[Saved entries]
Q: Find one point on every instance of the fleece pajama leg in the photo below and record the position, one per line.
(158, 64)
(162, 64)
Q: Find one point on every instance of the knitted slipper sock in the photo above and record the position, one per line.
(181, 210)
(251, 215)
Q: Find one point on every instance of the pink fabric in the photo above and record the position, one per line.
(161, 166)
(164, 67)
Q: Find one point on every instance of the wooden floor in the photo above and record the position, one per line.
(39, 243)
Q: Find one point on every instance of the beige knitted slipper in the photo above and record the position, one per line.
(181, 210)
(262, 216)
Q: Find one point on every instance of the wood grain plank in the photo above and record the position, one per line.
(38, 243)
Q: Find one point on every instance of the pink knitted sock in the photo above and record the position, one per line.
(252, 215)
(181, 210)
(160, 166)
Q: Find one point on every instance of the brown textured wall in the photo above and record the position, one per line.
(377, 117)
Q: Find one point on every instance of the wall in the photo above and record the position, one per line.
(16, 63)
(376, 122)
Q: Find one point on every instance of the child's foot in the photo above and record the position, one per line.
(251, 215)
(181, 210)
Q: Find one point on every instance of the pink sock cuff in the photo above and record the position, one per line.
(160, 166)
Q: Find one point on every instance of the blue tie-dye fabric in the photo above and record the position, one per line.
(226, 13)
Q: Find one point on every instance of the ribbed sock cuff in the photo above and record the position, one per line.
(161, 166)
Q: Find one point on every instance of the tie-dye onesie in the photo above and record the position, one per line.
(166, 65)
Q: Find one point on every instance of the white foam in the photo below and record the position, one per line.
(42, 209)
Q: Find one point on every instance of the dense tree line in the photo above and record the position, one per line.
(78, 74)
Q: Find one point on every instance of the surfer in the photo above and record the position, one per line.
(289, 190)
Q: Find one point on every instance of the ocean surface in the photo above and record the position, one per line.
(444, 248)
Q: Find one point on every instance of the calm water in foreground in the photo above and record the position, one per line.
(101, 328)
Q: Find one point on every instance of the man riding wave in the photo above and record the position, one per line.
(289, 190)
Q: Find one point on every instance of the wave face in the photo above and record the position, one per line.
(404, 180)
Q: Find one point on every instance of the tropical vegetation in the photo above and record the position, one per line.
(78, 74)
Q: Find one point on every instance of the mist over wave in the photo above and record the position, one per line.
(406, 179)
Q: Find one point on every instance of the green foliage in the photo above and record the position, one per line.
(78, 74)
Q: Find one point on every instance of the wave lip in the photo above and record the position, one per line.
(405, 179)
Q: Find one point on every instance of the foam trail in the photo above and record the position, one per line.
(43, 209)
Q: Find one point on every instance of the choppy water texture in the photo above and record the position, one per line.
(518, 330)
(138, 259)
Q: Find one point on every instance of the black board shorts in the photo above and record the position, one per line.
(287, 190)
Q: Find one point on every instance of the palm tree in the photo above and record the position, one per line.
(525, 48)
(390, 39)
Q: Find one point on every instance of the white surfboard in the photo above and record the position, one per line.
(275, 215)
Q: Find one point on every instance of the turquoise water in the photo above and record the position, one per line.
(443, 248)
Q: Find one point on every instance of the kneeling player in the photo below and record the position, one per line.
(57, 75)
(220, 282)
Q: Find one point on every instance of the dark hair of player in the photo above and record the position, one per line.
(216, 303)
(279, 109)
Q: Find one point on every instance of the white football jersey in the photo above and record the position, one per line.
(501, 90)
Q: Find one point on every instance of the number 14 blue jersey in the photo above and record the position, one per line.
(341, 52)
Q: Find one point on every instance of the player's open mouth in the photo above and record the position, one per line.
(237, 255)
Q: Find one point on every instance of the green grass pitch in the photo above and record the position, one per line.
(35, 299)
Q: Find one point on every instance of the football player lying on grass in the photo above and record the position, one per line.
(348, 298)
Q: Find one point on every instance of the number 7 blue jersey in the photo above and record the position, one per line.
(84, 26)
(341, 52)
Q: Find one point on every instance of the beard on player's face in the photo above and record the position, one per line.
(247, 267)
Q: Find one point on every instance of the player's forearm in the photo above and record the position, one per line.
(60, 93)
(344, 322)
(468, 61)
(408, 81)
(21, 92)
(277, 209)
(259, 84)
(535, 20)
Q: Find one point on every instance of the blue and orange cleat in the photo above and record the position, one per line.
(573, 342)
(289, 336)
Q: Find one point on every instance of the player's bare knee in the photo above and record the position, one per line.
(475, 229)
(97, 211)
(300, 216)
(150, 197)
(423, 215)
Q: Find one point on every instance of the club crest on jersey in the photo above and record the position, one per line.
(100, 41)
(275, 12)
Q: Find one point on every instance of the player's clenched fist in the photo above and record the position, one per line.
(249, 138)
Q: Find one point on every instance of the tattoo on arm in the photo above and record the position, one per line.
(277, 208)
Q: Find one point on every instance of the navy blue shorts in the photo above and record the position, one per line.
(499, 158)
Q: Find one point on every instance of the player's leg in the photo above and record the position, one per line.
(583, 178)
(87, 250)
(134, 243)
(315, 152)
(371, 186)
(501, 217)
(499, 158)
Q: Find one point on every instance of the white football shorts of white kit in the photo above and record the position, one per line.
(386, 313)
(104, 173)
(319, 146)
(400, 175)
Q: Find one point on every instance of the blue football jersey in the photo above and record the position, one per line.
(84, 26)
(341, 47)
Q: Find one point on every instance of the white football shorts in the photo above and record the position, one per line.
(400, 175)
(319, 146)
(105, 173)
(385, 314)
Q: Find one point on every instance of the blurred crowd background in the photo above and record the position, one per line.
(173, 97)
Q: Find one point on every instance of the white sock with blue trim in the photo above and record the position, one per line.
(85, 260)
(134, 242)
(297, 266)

_What the task requires_
Turn every line of the records above into a numbered list, skipping any blank lines.

_Written solution_
1. Q: Find one point on every instance of the fleece pajama leg in the photo below and record the position, one per line.
2. (158, 64)
3. (162, 64)
4. Q: Find one point on every instance of the knitted slipper sock in the photo above and record the position, one per line.
5. (181, 210)
6. (251, 215)
7. Q: Find one point on every instance of the pink fabric in the photo above and record the position, one per line.
8. (161, 166)
9. (164, 67)
10. Q: Find one point on every instance of the wooden floor in the photo above and record the position, one per line.
11. (39, 243)
12. Q: Find one point on every instance of the beige knitted slipper in the photo above and record the position, one per line.
13. (181, 210)
14. (262, 216)
15. Q: Find one point on every instance of the wood grain plank in the photo above and record the position, one per line.
16. (38, 243)
17. Q: Find one point on every instance of the pink knitted sock in the photo above and record the position, one per line.
18. (252, 215)
19. (181, 210)
20. (160, 166)
21. Q: Find one point on every instance of the brown textured wall in the photo above and record the position, one per line.
22. (377, 117)
23. Q: Find one point on every instance of the wall in the photo above and record the position, one per line.
24. (16, 63)
25. (376, 122)
26. Q: Find one point on every instance of the child's foot in the photo above and record the position, one per line.
27. (251, 215)
28. (181, 210)
29. Q: Find one point on every instance of the pink sock cuff in the photo above and record the position, one per line.
30. (160, 166)
31. Q: Find one point on every instance of the blue tie-dye fabric in the photo above and record the position, one per line.
32. (226, 13)
33. Q: Find one point on every instance of the ribbed sock cuff in the photo above and record the position, one per line.
34. (161, 166)
35. Q: Find one point on every instance of the tie-dye onesie in the photo above and record the position, one per line.
36. (166, 65)
37. Q: Find one point on every instance of the white foam in the photo below and record the position, one per line.
38. (42, 209)
39. Q: Find one point on every instance of the dense tree line in the photo above and record the position, one per line.
40. (78, 74)
41. Q: Find one point on every instance of the surfer in the photo above and record the position, one per line.
42. (289, 190)
43. Q: Find one point on every instance of the ocean surface in the photo above and record the position, one per line.
44. (444, 248)
45. Q: Find one point on every instance of the calm water in foreground in the photo above and record the position, one per line.
46. (101, 328)
47. Q: Find one point on every instance of the man riding wave in the photo above and record the position, one per line.
48. (289, 190)
49. Q: Find one point on every instance of the wave face in the photo above and record the position, one per line.
50. (404, 180)
51. Q: Find one point on every instance of the tropical vegetation in the photo above and record the position, one per line.
52. (78, 74)
53. Q: Find one point on every instance of the mist over wave in the photo above and record the position, one per line.
54. (406, 179)
55. Q: Find one point on every instance of the green foliage in the photo above and record the position, one per line.
56. (78, 74)
57. Q: Find one point on every instance of the wave lip in the photo above and record the position, one per line.
58. (405, 179)
59. Q: Find one point on every instance of the foam trail in the photo above and record the position, one per line.
60. (43, 209)
61. Q: Find one point on every instance of the choppy water texture in the photo above and record the position, one per line.
62. (518, 330)
63. (138, 259)
64. Q: Find one point on every instance of the black board shorts in the photo above and record the position, one per line.
65. (287, 190)
66. Q: Find one point on every instance of the palm tree in the photo above and record the position, one per line.
67. (525, 48)
68. (390, 39)
69. Q: Find one point on every instance of the white surfboard in the photo above and record the position, one per line.
70. (275, 215)
71. Q: Find one point on every instance of the turquoise water in the photo above and record the position, one per line.
72. (443, 248)
73. Q: Find one point on every instance of the kneeling player in the photo below and record the position, one per line.
74. (57, 75)
75. (220, 282)
76. Q: Find one point on every instance of the dark hair of player in the photo above and record the position, one per line.
77. (216, 303)
78. (279, 109)
79. Q: Find one point on every instance of the white football jersey in the photo above and record the position, one per line.
80. (501, 90)
81. Q: Find one point on every instance of the number 14 blue jersey in the photo above and record the position, one per line.
82. (341, 52)
83. Q: Find one point on every instance of the player's open mouth in the photo above and record the position, one per line.
84. (237, 255)
85. Q: Find one point on every instance of the green grass pitch in the photo above and record the position, one per line.
86. (35, 299)
87. Q: Find one point on every instance of the football player lying on grass in the photo above and record the position, one per line.
88. (348, 298)
89. Q: Find one point on every instance of the number 7 blue jersey in the photo above and record the position, one per line.
90. (84, 26)
91. (341, 52)
92. Q: Find one point on every instance of the beard on player's face in the photo above and record the position, one per line.
93. (247, 267)
94. Q: Find one point on every instance of the player's forearm in the photo above and record the position, one per line.
95. (60, 93)
96. (344, 322)
97. (468, 61)
98. (408, 81)
99. (21, 92)
100. (277, 209)
101. (259, 84)
102. (535, 20)
103. Q: Find one point on every instance of the blue and orange cleat in the photo above and record the position, one per line.
104. (573, 342)
105. (289, 336)
106. Q: Find one point on every instance of the player's bare knee in the photo above and record the position, one per line.
107. (475, 229)
108. (97, 211)
109. (300, 216)
110. (150, 197)
111. (423, 215)
112. Q: Find one point on every instance of the club crest on jersey in the photo above and record the position, one per line.
113. (100, 41)
114. (275, 12)
115. Q: Find one point on every instance of the player's clenched fist in the photo above and record the position, one per line.
116. (249, 138)
117. Q: Find one point on every instance of the tattoo on arm in the photo above and record the position, one per line.
118. (277, 208)
119. Q: Find one point on every instance of the navy blue shorts in the photo above and record the position, one per line.
120. (499, 158)
121. Q: Find one point on every instance of the player's leg in the photo above and record the position, one per line.
122. (583, 178)
123. (87, 250)
124. (134, 243)
125. (315, 152)
126. (371, 186)
127. (501, 217)
128. (499, 158)
129. Q: Find one point on every instance of the white football shorts of white kit in the photo above and record the position, one per line.
130. (386, 313)
131. (104, 173)
132. (319, 146)
133. (400, 175)
134. Q: Find one point on every instance of the blue football jersey in the photo above and record the position, one per line.
135. (84, 26)
136. (341, 47)
137. Q: Find one point on every instance of the white football shorts in the photo above and record the position, one per line.
138. (400, 175)
139. (319, 146)
140. (105, 173)
141. (385, 314)
142. Q: Find one point on every instance of the blurred crowd background in the photo above and record the position, one per line.
143. (173, 97)
144. Q: Find one point on every instance of the white sock with blue trim in the photo above and record the position, one per line.
145. (85, 260)
146. (134, 242)
147. (297, 266)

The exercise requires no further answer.